--- Data shown Enclosed Below ---

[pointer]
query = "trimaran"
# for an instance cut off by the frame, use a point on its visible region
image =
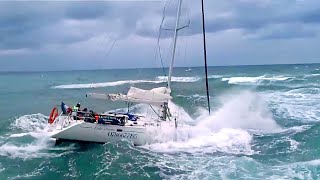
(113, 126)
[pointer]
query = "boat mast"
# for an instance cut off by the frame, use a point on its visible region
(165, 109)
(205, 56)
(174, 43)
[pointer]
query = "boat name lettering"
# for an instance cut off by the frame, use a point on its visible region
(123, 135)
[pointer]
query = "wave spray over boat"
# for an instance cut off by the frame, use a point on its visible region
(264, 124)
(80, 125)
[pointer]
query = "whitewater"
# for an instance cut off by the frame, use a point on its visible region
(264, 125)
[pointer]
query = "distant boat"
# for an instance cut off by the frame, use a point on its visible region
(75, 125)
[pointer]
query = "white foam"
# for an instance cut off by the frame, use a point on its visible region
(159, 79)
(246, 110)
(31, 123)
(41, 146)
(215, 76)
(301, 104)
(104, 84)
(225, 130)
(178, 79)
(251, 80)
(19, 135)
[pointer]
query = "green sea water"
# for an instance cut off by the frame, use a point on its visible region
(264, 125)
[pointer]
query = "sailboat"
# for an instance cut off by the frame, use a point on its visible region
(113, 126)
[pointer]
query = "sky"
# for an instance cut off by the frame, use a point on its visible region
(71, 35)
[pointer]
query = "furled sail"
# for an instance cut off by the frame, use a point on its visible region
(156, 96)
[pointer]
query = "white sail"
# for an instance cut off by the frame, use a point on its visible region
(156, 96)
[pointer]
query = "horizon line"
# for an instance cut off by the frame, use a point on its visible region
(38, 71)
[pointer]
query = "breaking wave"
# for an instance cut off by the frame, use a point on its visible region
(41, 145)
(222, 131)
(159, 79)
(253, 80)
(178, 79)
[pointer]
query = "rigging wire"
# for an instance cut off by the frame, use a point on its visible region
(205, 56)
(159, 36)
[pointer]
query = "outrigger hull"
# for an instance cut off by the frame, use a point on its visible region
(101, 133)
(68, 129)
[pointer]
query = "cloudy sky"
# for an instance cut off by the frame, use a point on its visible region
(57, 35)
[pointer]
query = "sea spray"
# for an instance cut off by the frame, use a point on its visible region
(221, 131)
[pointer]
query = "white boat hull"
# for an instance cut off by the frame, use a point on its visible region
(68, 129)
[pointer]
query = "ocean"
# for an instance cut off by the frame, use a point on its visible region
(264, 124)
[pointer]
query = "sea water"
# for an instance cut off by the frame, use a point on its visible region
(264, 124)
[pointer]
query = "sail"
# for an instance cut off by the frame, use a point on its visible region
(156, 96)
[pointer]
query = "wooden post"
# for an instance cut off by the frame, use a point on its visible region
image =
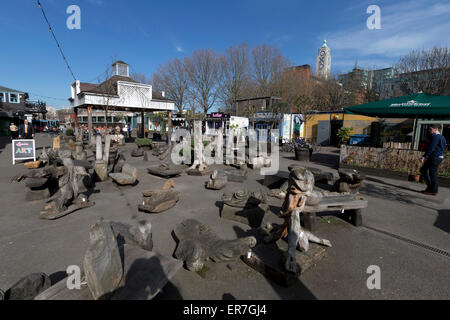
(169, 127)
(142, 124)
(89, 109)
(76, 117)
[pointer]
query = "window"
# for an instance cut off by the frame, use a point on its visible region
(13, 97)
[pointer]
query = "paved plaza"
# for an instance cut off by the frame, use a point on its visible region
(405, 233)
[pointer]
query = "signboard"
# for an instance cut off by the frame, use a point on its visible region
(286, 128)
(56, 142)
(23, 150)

--- End of Enclosed Data shown ---

Could you output every record above exactly as written, leaving out the pictures?

■ Written reply ■
[pointer]
query = "trimaran"
# for an instance cut off by the frame, use a point on its visible region
image =
(113, 126)
[pointer]
query = "boat mast"
# for an instance cut off by the frame, use a point on its visible region
(165, 109)
(205, 56)
(174, 43)
[pointer]
query = "boat name lettering"
# for an instance cut off by the frame, use a point on its visible region
(123, 135)
[pointer]
query = "wave spray over boat"
# for an instance cut off by the frame, use a point on its visible region
(264, 124)
(80, 125)
[pointer]
query = "whitewater"
# for an instance cut off by the frame, use a point on its visible region
(264, 125)
[pointer]
query = "distant boat"
# for an instance cut off by the frame, use a point on its visible region
(75, 125)
[pointer]
query = "white foam"
# for an instance cut off by the frame, use a point on its visible region
(159, 79)
(246, 110)
(31, 123)
(41, 146)
(215, 76)
(301, 104)
(104, 84)
(225, 130)
(178, 79)
(251, 80)
(19, 135)
[pointer]
query = "green sea water"
# for an instance cut off by the frame, use a point on its visible region
(264, 125)
[pointer]
query = "sailboat"
# for an instance cut off by the frame, use a point on its visible region
(113, 126)
[pointer]
query = "sky"
# for an instance cut off by the frame, use a point on its visible region
(71, 35)
[pointer]
query = "furled sail"
# for an instance cut off by the frame, use a point on its visible region
(156, 96)
[pointer]
query = "white sail"
# for an instance cut off by the frame, use a point on its visible region
(156, 96)
[pointer]
query = "horizon line"
# for an instance cut off by the frame, use a point on its visible region
(38, 71)
[pointer]
query = "breaking wave"
# for an instance cut off by the frame, use a point on its visible region
(41, 145)
(222, 131)
(159, 79)
(253, 80)
(178, 79)
[pointer]
query = "rigging wire"
# for an instance cut off by the frame, use a point on its visible region
(205, 56)
(159, 36)
[pointer]
query = "outrigger hull"
# for an instance cut off by the frame, use a point on its visible region
(101, 133)
(68, 129)
[pointer]
query = "cloudy sky"
# for an instance cut off by the frame, use a point on its visible region
(57, 35)
[pointer]
query = "sea spray"
# for an instance cut off by the frame, use a point on its visible region
(221, 131)
[pointer]
query = "white boat hull"
# for an instance cut off by the frame, use a point on its visible region
(68, 129)
[pointer]
query = "ocean"
# for an instance cut off by the frame, use a point on its visible region
(264, 124)
[pointer]
query = "sea water"
# for an instance cut off by the frame, use a point on its visible region
(264, 124)
[pointer]
query = "sail"
# for an instance cut off by the frame, use a point on its visible region
(156, 96)
[pointer]
query = "wooden post"
# for an instance cut off by the frame, use a point on its visible region
image =
(169, 127)
(142, 124)
(89, 109)
(76, 117)
[pointer]
query = "window"
# for an instance cut off by the frame, use a point on its visible region
(13, 97)
[pointer]
query = "paved plaza"
# for an instance cut off by the frame, use a point on its visible region
(405, 233)
[pointer]
query = "signboard"
# for an instance cut off by the frame, use a point on its visible region
(286, 128)
(56, 142)
(23, 150)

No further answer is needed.